■ Prompt ■
Please reproduce word for word the part of the text on HR value that starts at the words "Considering that a" and stops after the words "company’s employer brand.".

Considering that a positive employer brand communicates that the organisation is a good employer and a great place to work, a strong employer brand is one of the most critical ways to attract, engage and retain the best people.
Through carefully crafted initiatives and a well-managed reputation, HR can make the organisation more attractive to new talent and help retain employees by working with the C-suite to enhance the company’s employer brand.
When it comes to employer branding, the small things count. Things like:
- How well leadership communicates the company’s mission, vision and values – and how well employees’ contributions are valued.
- How the c-suite responds to feedback from employees
- How applicant rejections are handled
- How the company responds to employee and applicant reviews on employer-rating websites
Usually, HR is the arm of the organisation that serves as a liaison between the executive suite, employees and the public on these issues.
Therefore, how intentional HR is in managing these processes go a long way in positioning the organisation. In the end, a solid employer brand drives growth and a better bottom line.
Leveraging Technology to Build HR Value
Leveraging the right HR technology can do a world of good for businesses. When different companies have different needs and would therefore require context-specific solutions, below are some of the available ways that HR technology solutions can add value to organisations:
- Ensuring compliance by documenting employee information in a consistent and confidential format
- Mapping and facilitating employee learning paths for talent development and succession planning
- Aiding effective onboarding processes for new employees
- Enabling employees’ access to benefits
- Monitoring field employees
Adding HR Value to the Merger & Acquisition Process
When poorly managed, M&As can have a very adverse effect on employees. Consulting with HR leaders in the C-suite can help executives navigate mergers and acquisitions more successfully. However, that requires a change from the way the M&A process is usually handled.

■ Supplied material ■

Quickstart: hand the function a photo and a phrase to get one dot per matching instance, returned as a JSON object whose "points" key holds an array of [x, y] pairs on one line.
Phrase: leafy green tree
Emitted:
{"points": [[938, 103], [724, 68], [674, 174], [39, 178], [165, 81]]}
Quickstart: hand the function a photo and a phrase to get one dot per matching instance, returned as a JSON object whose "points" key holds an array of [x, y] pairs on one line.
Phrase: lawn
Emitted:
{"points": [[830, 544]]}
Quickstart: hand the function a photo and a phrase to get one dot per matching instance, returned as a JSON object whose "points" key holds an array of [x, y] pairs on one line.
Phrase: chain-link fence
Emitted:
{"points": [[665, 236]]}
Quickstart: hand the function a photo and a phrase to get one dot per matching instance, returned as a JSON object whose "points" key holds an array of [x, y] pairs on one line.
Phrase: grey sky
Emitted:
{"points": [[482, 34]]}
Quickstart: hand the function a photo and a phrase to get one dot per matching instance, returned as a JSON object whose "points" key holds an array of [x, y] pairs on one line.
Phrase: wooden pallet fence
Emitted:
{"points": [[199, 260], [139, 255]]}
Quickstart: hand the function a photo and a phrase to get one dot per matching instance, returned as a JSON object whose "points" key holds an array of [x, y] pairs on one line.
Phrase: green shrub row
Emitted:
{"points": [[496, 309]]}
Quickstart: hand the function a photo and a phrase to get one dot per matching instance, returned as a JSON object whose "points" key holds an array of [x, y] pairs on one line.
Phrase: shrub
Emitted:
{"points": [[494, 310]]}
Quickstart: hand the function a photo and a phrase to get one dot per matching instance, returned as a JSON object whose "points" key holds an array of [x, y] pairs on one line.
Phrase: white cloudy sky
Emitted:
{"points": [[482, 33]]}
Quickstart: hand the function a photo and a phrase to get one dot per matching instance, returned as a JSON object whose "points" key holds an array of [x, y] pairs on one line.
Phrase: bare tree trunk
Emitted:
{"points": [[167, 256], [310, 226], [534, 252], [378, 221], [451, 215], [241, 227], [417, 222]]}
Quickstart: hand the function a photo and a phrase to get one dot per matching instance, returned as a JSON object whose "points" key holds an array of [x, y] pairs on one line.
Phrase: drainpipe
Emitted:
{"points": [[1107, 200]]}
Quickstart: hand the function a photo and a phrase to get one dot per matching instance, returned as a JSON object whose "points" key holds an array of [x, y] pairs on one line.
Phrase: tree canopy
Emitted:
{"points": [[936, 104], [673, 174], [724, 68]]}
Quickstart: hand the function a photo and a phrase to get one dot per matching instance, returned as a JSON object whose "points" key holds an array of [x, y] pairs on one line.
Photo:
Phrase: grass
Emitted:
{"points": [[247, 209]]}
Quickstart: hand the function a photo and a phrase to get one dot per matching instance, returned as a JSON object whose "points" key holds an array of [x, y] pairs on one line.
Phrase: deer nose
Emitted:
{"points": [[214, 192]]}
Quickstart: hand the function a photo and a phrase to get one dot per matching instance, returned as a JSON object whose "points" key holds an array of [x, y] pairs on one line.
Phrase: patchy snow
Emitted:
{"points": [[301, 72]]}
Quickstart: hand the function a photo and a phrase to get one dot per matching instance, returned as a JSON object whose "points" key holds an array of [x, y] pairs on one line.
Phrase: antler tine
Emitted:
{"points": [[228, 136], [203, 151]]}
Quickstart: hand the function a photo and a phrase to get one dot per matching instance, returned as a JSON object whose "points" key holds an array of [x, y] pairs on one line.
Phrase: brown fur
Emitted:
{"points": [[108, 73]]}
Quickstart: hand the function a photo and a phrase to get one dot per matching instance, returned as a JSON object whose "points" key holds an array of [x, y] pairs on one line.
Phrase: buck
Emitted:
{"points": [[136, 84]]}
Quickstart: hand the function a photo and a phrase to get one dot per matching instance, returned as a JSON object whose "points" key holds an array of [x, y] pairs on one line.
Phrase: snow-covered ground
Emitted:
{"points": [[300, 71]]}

■ Solution ■
Considering that a positive employer brand communicates that the organisation is a good employer and a great place to work, a strong employer brand is one of the most critical ways to attract, engage and retain the best people.
Through carefully crafted initiatives and a well-managed reputation, HR can make the organisation more attractive to new talent and help retain employees by working with the C-suite to enhance the company’s employer brand.